▸ **任务说明**
将下方讲解二分查找的原文从头到尾逐字重新录入，不得有任何改动。

原创转载请注明出处:http://agilestyle.iteye.com/blog/2273610
Binary Search原理
package org.fool.test;
public class BinarySearch {
public static int binarySearch(int[] nums, int num) {
int low = 0;
int high = nums.length - 1;
while (low <= high) {
int mid = (low + high) / 2;
if (num > nums[mid]) {
low = mid + 1;
} else if (num < nums[mid]) {
high = mid - 1;
} else {
return mid;
}
}
return -1;
}
public static void main(String[] args) {
int[] nums = { 12, 23, 34, 45, 56, 67, 77, 89, 90 };
System.out.println(binarySearch(nums, 12));
System.out.println(binarySearch(nums, 45));
System.out.println(binarySearch(nums, 67));
System.out.println(binarySearch(nums, 89));
System.out.println(binarySearch(nums, 99));
}
}
get square root of a number
核心思想:二分查找
1.define an initial range of (start, end)

[已存资料]
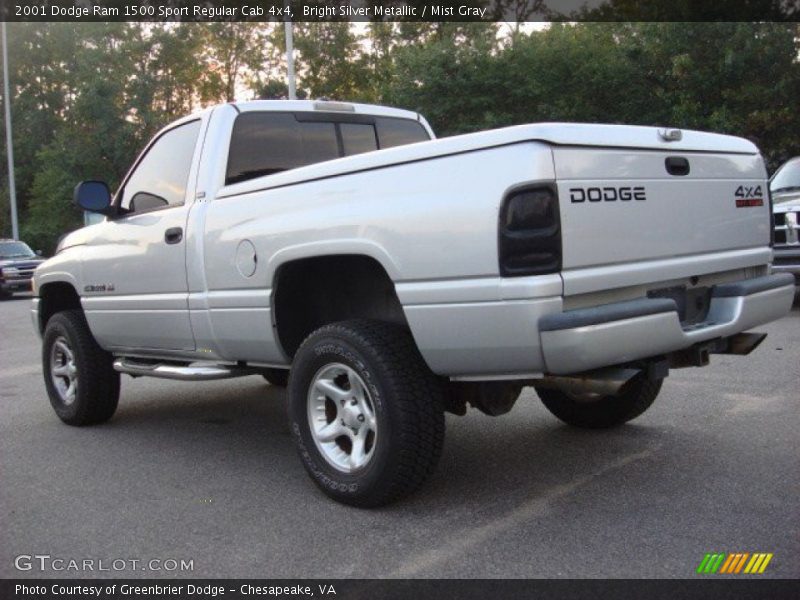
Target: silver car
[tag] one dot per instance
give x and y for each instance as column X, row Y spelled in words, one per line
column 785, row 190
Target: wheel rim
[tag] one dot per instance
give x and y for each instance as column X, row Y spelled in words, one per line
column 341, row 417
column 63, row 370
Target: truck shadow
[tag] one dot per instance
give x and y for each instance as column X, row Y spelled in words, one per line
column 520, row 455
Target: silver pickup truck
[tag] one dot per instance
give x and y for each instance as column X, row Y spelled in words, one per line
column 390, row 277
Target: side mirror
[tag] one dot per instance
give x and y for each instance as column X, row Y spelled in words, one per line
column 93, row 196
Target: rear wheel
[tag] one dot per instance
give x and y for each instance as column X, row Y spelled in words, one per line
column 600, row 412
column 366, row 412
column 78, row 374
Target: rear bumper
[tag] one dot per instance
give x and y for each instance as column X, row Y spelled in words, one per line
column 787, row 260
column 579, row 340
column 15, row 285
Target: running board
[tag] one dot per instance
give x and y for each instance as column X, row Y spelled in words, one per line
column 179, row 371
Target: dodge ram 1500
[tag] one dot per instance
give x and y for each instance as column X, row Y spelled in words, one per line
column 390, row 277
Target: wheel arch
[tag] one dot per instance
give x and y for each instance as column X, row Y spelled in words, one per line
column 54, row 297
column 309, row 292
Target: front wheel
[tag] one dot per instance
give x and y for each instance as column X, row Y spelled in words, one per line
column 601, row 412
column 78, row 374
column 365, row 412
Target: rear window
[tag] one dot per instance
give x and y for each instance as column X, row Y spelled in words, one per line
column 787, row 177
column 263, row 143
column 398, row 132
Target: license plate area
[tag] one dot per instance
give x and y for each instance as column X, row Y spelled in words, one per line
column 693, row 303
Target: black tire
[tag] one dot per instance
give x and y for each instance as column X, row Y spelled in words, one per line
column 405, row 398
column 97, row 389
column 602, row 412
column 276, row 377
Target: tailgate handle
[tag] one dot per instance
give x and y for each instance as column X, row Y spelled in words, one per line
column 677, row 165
---
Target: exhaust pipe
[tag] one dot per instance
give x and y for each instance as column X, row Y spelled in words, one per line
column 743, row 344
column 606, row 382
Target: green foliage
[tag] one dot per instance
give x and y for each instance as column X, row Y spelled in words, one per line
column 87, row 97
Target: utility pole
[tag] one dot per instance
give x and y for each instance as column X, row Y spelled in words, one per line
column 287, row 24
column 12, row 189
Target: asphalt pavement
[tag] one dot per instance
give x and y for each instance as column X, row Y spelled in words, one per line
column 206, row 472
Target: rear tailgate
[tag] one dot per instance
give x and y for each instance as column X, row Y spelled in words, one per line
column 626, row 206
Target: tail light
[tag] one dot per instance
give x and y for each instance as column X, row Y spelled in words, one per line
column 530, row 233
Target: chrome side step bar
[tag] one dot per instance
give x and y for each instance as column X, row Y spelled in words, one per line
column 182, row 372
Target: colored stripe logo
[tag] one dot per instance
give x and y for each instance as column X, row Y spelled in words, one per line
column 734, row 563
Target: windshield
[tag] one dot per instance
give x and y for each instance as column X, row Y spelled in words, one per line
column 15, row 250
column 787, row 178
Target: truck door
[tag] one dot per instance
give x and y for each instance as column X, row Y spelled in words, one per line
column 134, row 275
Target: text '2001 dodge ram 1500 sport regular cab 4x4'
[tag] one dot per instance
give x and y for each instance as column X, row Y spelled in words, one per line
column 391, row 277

▸ **作答**
原创转载请注明出处:http://agilestyle.iteye.com/blog/2273610
Binary Search原理
package org.fool.test;
public class BinarySearch {
public static int binarySearch(int[] nums, int num) {
int low = 0;
int high = nums.length - 1;
while (low <= high) {
int mid = (low + high) / 2;
if (num > nums[mid]) {
low = mid + 1;
} else if (num < nums[mid]) {
high = mid - 1;
} else {
return mid;
}
}
return -1;
}
public static void main(String[] args) {
int[] nums = { 12, 23, 34, 45, 56, 67, 77, 89, 90 };
System.out.println(binarySearch(nums, 12));
System.out.println(binarySearch(nums, 45));
System.out.println(binarySearch(nums, 67));
System.out.println(binarySearch(nums, 89));
System.out.println(binarySearch(nums, 99));
}
}
get square root of a number
核心思想:二分查找
1.define an initial range of (start, end)